Set task. Copy each line below exactly and leave the pictures out.

Entries provided.
-- -- --
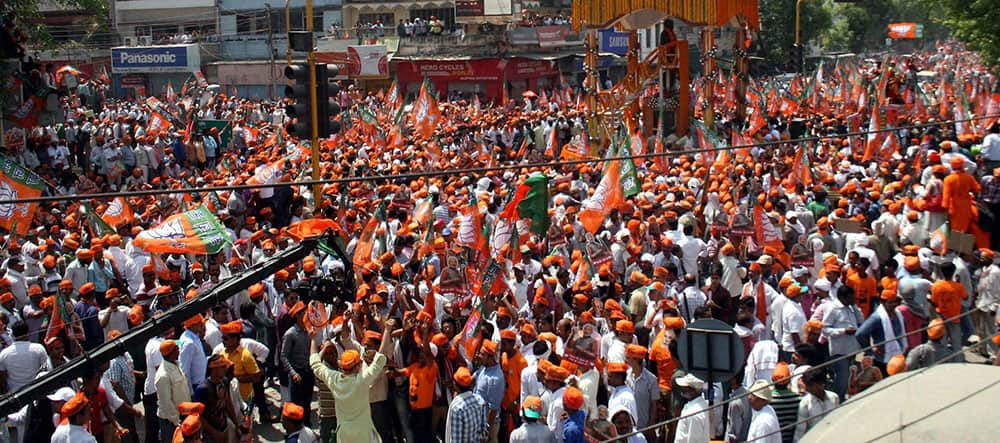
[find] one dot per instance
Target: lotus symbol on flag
(114, 209)
(170, 230)
(7, 209)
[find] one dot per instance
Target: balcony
(142, 5)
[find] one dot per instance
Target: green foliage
(29, 15)
(777, 22)
(863, 26)
(975, 22)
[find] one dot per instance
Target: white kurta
(696, 428)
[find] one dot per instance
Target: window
(243, 23)
(446, 15)
(261, 23)
(386, 19)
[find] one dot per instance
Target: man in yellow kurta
(350, 388)
(957, 198)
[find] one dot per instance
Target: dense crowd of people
(540, 304)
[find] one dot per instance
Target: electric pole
(270, 50)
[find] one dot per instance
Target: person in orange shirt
(946, 297)
(957, 197)
(512, 363)
(423, 378)
(864, 285)
(659, 352)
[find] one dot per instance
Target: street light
(798, 20)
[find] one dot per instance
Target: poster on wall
(482, 11)
(368, 61)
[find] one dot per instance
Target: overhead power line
(470, 171)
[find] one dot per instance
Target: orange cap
(462, 377)
(168, 347)
(349, 359)
(635, 351)
(292, 411)
(74, 405)
(896, 365)
(191, 425)
(781, 373)
(572, 398)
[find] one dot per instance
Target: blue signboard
(614, 42)
(174, 58)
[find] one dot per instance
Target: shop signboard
(149, 59)
(613, 42)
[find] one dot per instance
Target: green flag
(629, 181)
(98, 227)
(531, 200)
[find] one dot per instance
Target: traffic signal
(796, 58)
(299, 111)
(326, 100)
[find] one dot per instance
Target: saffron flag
(606, 197)
(366, 243)
(311, 228)
(531, 201)
(872, 143)
(59, 316)
(197, 231)
(18, 182)
(425, 113)
(766, 232)
(118, 213)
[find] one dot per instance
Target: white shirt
(991, 147)
(22, 361)
(72, 434)
(812, 409)
(761, 362)
(764, 423)
(793, 318)
(117, 319)
(622, 397)
(694, 429)
(153, 360)
(691, 298)
(192, 360)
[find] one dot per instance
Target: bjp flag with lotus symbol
(18, 182)
(197, 231)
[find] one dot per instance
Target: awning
(391, 6)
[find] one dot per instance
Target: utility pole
(270, 50)
(317, 188)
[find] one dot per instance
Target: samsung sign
(613, 42)
(143, 59)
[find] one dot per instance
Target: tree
(28, 17)
(977, 23)
(777, 23)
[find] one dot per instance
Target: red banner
(489, 69)
(903, 30)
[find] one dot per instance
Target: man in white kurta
(695, 426)
(350, 388)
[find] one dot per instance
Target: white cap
(822, 285)
(761, 389)
(691, 381)
(63, 394)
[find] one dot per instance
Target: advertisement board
(905, 30)
(368, 61)
(145, 59)
(613, 42)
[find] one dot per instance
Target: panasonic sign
(151, 59)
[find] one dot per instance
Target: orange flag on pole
(118, 213)
(872, 143)
(607, 196)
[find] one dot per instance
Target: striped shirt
(466, 418)
(786, 407)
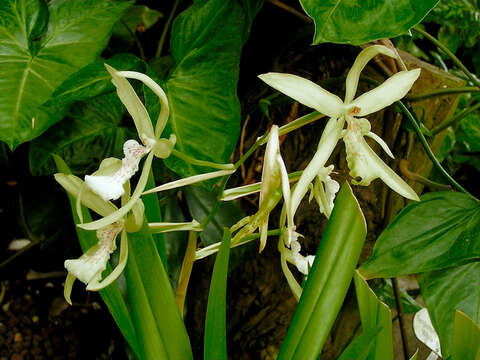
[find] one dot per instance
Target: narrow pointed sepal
(362, 59)
(305, 92)
(130, 99)
(391, 90)
(365, 165)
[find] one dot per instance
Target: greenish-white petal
(95, 284)
(163, 147)
(134, 220)
(382, 143)
(327, 144)
(305, 92)
(157, 90)
(130, 99)
(67, 287)
(391, 90)
(73, 185)
(362, 59)
(366, 166)
(189, 180)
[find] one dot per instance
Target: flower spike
(110, 187)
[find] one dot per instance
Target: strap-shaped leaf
(215, 346)
(328, 280)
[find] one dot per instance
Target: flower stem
(430, 153)
(449, 54)
(454, 119)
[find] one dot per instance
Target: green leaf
(155, 312)
(37, 57)
(467, 135)
(360, 347)
(448, 290)
(111, 295)
(94, 79)
(440, 231)
(384, 292)
(375, 315)
(90, 134)
(328, 280)
(361, 21)
(215, 346)
(466, 338)
(206, 43)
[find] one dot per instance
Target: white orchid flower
(324, 189)
(89, 267)
(314, 96)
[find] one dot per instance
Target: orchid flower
(111, 181)
(275, 182)
(364, 164)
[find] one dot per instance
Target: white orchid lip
(110, 187)
(93, 262)
(312, 95)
-- -- --
Response below.
[find] one dot per instance
Target: lotus symbol on flag
(114, 209)
(170, 230)
(7, 209)
[find] one dot per instance
Target: balcony
(142, 5)
[find] one dot per instance
Target: green foliage
(29, 15)
(777, 22)
(863, 26)
(975, 22)
[find] one dot per instance
Target: white kurta
(696, 428)
[find] one dot per instance
Target: window
(243, 23)
(446, 15)
(261, 23)
(386, 19)
[find] one dot per instance
Target: man in yellow kurta
(350, 388)
(957, 198)
[find] one dot per instance
Target: dense crowd of people
(540, 304)
[find] one dot per instance
Target: electric pole
(270, 50)
[find] one dot per instance
Target: person in orange shirt
(946, 297)
(957, 197)
(512, 363)
(423, 378)
(864, 285)
(659, 352)
[find] one dot per instance
Target: street light
(798, 20)
[find] one dot per instance
Target: poster on wall
(482, 11)
(368, 61)
[find] one dot per instance
Target: overhead power line
(470, 171)
[find] one dot per instance
Target: orange cap
(462, 377)
(168, 347)
(349, 359)
(635, 351)
(292, 411)
(74, 405)
(896, 365)
(191, 425)
(781, 373)
(572, 398)
[find] one dot per instance
Target: blue signboard
(614, 42)
(174, 58)
[find] one dot per instance
Target: shop signboard
(149, 59)
(613, 42)
[find] one dot per instance
Target: green flag
(629, 181)
(98, 227)
(531, 200)
[find] one dot per instance
Target: traffic signal
(796, 58)
(299, 111)
(326, 100)
[find] one dot per instance
Target: saffron flag
(606, 197)
(366, 243)
(311, 228)
(531, 201)
(872, 143)
(59, 316)
(197, 231)
(18, 182)
(425, 113)
(766, 232)
(118, 213)
[find] one dot per instance
Target: white shirt
(991, 147)
(22, 361)
(72, 434)
(812, 409)
(761, 362)
(764, 423)
(793, 318)
(117, 319)
(622, 397)
(694, 429)
(153, 360)
(691, 298)
(192, 360)
[find] one dot per instance
Target: bjp flag with lotus symbol
(18, 182)
(197, 231)
[find] one dot per instance
Target: awning
(391, 6)
[find] one dot per instance
Target: utility pole
(270, 50)
(317, 188)
[find] one dot per instance
Target: samsung sign
(613, 42)
(143, 59)
[find] one dot per instance
Target: tree
(28, 17)
(977, 23)
(777, 23)
[find] one dot per instance
Target: red banner
(489, 69)
(903, 30)
[find] one dot per instance
Target: man in white kurta
(695, 426)
(350, 388)
[find] one dot per instance
Target: white cap
(822, 285)
(761, 389)
(691, 381)
(63, 394)
[find] one dot per instance
Target: advertisement board
(905, 30)
(368, 61)
(145, 59)
(613, 42)
[find] one dot per instance
Target: panasonic sign
(151, 59)
[find] one dot per instance
Target: orange flag on pole
(118, 213)
(872, 143)
(607, 196)
[find] one dot per instance
Target: striped shirt
(466, 418)
(786, 407)
[find] one dot per instance
Target: narrow pointed sepal
(362, 59)
(305, 92)
(130, 99)
(391, 90)
(365, 165)
[find] one dot per instance
Target: greenish-white petal
(95, 284)
(163, 147)
(134, 220)
(382, 143)
(327, 144)
(305, 92)
(157, 90)
(130, 99)
(67, 287)
(391, 90)
(73, 185)
(362, 59)
(366, 166)
(189, 180)
[find] one dot per instance
Target: flower spike
(110, 187)
[find] one dot per instance
Target: strap-shaped leaf
(215, 346)
(328, 280)
[find] one dot per instance
Target: flower stem
(430, 153)
(449, 54)
(454, 119)
[find] one dot per instance
Target: green leaf
(155, 312)
(37, 57)
(467, 135)
(360, 347)
(448, 290)
(111, 295)
(94, 79)
(440, 231)
(384, 292)
(375, 315)
(90, 134)
(328, 280)
(361, 21)
(215, 346)
(466, 338)
(206, 43)
[find] one dot per instance
Target: white orchid flower
(324, 189)
(89, 267)
(314, 96)
[find] one dot per instance
Target: orchid flower
(111, 181)
(275, 182)
(364, 164)
[find] one dot per instance
Target: white orchid lip
(110, 187)
(93, 262)
(312, 95)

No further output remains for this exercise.